• **Tarea**:
Responde, por favor, estas preguntas sobre el relato del viaje a Río Ceballos:
(a) ¿A qué distancia de Buenos Aires está Río Ceballos?
(b) ¿Qué decían algunos taxistas para no llevar equipaje?
(c) ¿Hasta cuántos pisos de altura llegan las construcciones de la "Villa 31"?

• **Documento fuente**:

§

Recuerdo de la estadía en el hotel Los Pinos, de Río Ceballos (Córdoba)
(diciembre 2005-enero 2006)
Ricardo Rodríguez Pereyra

El 21 de diciembre, José y yo partimos en bus hacia nuestro destino de vacaciones, Río Ceballos, distante 900 kilómetros de Buenos Aires. Tomar un taxi, esa noche, en la puerta de calle, en pleno centro de la ciudad no fue fácil. Algunos “tacheros” al ver nuestras dos valijas (una chica y una grande) directamente no paraban, otros argumentaban que tenían el tanque de gas en el baúl y que no podían llevar equipaje. Otro dijo que entrar a la terminal de Retiro era algo imposible, qué sólo para entrar se tardaba casi media hora. Un rasgo de la proverbial simpatía de los taxistas porteños. Pero la excepción hace la regla, y apareció un taxista que paró, abrió el portaequipajes, cargó nuestras valijas y dobló por Sarmiento, recorrió la cuadra de Callao para tomar la avenida Corrientes con bastante tránsito a esa hora, con sus letreros y marquesinas luminosas, con su imponente obelisco en medio de la avenida 9 de Julio, la avenida más bonita del mundo para mí.

Finalmente, la entrada a la Terminal de Ómnibus, en Retiro, no estaba para nada complicada. Me llamó la atención el crecimiento de la “Villa 31”, con sus construcciones de material que trepan desparejas y con ladrillos sin revoque, hasta tres y cuatro pisos de altura. Hay iluminación, negocios, carteles escritos a mano, la pobreza del patio de atrás de las grandes ciudades latinoamericanas.

 

Una de las cosas que me fascinan de viajar en ómnibus es cuando las ciudades van quedando atrás dejando paso a las llanuras desiertas, a los campos bañados por la luna, o desaparecidos totalmente en la noche, cuando nada parece existir más allá del ronroneo del motor que va devorando distancia, las voces de los conductores en la cabina del piso de abajo, una radio encendida, el televisor pasando una película que no veo, la mezcla del inglés y del castellano en  una jerigonza por momentos fastidiosa pero que finalmente te obliga a dormir. Y volver a despertar y encontrarte de pronto que vas pasando por un pueblo blanco, pequeño, con ventanas oscuras y tratar de imaginarte cuántas historias en esas vidas que tu cuerpo y tu alma atraviesa acaso por una sola vez. Dormitar y despertar con alguna sacudida, con un chirriar de frenos, y siempre la carretera que no parece terminar nunca….

§

• **Datos mostrados**:

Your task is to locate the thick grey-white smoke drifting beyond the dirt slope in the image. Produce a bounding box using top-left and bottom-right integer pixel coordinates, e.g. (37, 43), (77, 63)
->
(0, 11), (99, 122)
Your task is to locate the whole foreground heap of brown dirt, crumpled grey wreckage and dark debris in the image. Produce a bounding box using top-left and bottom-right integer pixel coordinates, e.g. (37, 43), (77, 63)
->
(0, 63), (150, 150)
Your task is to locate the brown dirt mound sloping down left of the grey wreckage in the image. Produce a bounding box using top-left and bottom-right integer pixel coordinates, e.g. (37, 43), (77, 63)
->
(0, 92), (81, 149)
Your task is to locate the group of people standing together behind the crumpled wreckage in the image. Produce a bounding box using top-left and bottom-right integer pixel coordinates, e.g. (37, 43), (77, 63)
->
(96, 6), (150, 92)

§

• **Respuesta**:
(a) A 900 kilómetros.
(b) Que tenían el tanque de gas en el baúl.
(c) Hasta tres y cuatro pisos.